Testo citato ::
────

Sebbene l’orizzonte delle collaborazioni per la ricerca si sia notevolmente esteso in questi ultimi anni, la relazione con gli USA resta il cardine delle collaborazioni internazionali dell’INFN. Su che cosa si fonda, a suo parere, questo rapporto privilegiato?

La cooperazione bilaterale fra Italia e Stati Uniti ha certamente trovato nel settore tecnico-scientifico, dal dopoguerra a oggi, un solido sostegno per una lunga e forte amicizia; una collaborazione che è stata meglio definita e incentivata dal primo accordo inter-governativo del 1988. Nel campo della fisica, in particolare, il proficuo scambio di know-how tra laboratori nazionali coinvolti in progetti comuni ha rafforzato negli anni - tra le relazioni internazionali dell’INFN - un rapporto di collaborazione privilegiato con gli USA. L’Ufficio Scientifico dell’Ambasciata di Washington lavora per facilitare queste relazioni, ospitando periodicamente riunioni fra il management dell'INFN e quello del DOE e della National Science Foundation (NSF) statunitense, realizzando convegni e seminari e sostenendo la preparazione di nuovi accordi. Con NSF stiamo ora cercando di estendere a una partnership internazionale progetti comuni con l’INFN. Per lo studio di segnali cosmici molto deboli o, come nel caso della materia oscura, di natura incerta, è diventata sempre più stringente la necessità di favorire la creazione di osservatori globali, con lo scambio di competenze ma anche la condivisione dei dati scientifici. A questo scopo, è in programma nelle prossime settimane l’approvazione di una lettera d’intenti tra INFN e NSF per la partecipazione congiunta a una Partnership for International Research and Education (PIRE) su linee di ricerca di interesse comune, tra le quali, proprio le ricerche sulla materia oscura e sulle onde gravitazionali. In quest’ultimo caso, in particolare, il programma mira a facilitare la condivisione dei dati e le prospettive di R&D congiunte tra le comunità di LIGO e Virgo per la preparazione degli interferometri di terza generazione.

────

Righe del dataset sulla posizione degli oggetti
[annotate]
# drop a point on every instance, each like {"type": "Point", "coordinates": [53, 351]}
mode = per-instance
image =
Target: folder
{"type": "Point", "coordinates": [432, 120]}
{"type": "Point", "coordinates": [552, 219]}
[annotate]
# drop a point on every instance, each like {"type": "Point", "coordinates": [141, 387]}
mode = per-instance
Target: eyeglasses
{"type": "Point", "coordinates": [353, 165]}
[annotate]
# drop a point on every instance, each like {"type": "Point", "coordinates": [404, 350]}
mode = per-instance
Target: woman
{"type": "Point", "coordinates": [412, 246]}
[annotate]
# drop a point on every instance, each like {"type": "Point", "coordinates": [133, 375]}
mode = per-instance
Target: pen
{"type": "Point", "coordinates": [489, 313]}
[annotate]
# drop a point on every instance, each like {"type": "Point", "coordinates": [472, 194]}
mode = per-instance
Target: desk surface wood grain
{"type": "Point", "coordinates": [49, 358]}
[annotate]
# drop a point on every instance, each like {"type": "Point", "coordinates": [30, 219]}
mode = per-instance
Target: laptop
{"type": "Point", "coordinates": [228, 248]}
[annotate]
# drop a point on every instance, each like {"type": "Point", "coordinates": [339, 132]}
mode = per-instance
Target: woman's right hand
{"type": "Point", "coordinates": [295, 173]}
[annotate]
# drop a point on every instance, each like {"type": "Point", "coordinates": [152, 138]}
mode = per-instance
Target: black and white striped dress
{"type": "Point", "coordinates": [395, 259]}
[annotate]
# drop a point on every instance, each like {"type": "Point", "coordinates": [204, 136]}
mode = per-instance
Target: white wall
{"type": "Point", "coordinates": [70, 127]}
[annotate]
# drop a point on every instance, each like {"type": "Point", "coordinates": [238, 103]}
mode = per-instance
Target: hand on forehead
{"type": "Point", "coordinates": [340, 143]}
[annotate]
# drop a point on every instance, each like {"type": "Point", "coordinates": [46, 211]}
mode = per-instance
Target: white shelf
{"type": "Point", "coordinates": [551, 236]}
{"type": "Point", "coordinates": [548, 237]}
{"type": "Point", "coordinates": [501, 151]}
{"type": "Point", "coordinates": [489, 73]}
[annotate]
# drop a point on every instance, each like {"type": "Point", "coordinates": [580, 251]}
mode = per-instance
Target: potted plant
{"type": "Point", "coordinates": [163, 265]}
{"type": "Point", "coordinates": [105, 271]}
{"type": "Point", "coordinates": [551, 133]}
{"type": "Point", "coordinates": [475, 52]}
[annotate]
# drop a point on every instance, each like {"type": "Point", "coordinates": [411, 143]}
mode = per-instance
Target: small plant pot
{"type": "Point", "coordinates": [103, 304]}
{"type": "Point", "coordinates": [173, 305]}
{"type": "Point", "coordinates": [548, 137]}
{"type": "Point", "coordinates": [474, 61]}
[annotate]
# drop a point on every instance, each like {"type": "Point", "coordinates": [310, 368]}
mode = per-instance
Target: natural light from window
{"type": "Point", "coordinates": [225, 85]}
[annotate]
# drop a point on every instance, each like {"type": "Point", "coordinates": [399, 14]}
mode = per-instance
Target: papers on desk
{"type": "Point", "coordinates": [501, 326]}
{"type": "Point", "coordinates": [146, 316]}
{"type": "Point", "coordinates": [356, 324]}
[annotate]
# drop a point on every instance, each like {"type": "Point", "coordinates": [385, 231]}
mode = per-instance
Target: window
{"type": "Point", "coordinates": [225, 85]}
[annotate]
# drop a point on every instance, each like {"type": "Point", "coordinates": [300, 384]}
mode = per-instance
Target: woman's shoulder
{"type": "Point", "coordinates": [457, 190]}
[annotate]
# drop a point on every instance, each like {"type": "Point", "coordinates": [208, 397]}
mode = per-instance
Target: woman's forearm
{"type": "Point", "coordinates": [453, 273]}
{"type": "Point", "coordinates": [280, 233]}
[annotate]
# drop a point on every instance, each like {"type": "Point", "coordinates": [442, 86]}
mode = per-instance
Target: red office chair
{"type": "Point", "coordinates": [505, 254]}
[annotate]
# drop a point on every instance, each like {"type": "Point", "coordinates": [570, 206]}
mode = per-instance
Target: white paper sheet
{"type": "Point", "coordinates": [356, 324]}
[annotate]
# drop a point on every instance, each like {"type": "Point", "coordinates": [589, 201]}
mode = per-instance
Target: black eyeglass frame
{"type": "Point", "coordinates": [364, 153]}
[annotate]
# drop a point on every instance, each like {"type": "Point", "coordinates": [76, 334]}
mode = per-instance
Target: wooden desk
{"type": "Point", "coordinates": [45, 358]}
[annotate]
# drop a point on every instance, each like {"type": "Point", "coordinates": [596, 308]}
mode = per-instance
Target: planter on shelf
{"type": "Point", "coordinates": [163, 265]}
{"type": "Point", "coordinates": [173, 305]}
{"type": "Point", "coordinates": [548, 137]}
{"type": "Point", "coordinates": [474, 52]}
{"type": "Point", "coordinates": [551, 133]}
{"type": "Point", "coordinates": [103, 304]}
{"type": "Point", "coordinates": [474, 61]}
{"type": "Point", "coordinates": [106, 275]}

────

Esercizi proposti ::
A - Trascrivi parola per parola il testo citato, a partire da "Sebbene l’orizzonte delle" e fino a "questo rapporto privilegiato?".
B - Rispondi alle domande seguenti basandoti sul testo citato.
(i) In quale anno è stato stipulato il primo accordo inter-governativo tra Italia e Stati Uniti?
(ii) Con il management di quali enti statunitensi l'Ufficio Scientifico dell'Ambasciata di Washington fa incontrare quello dell'INFN?
(iii) Tra quali comunità il programma mira a facilitare la condivisione dei dati per gli interferometri di terza generazione?

Risposte per esercizio ::
A -
Sebbene l’orizzonte delle collaborazioni per la ricerca si sia notevolmente esteso in questi ultimi anni, la relazione con gli USA resta il cardine delle collaborazioni internazionali dell’INFN. Su che cosa si fonda, a suo parere, questo rapporto privilegiato?

B -
(i) Nel 1988.
(ii) Il DOE e la National Science Foundation (NSF).
(iii) Tra le comunità di LIGO e Virgo.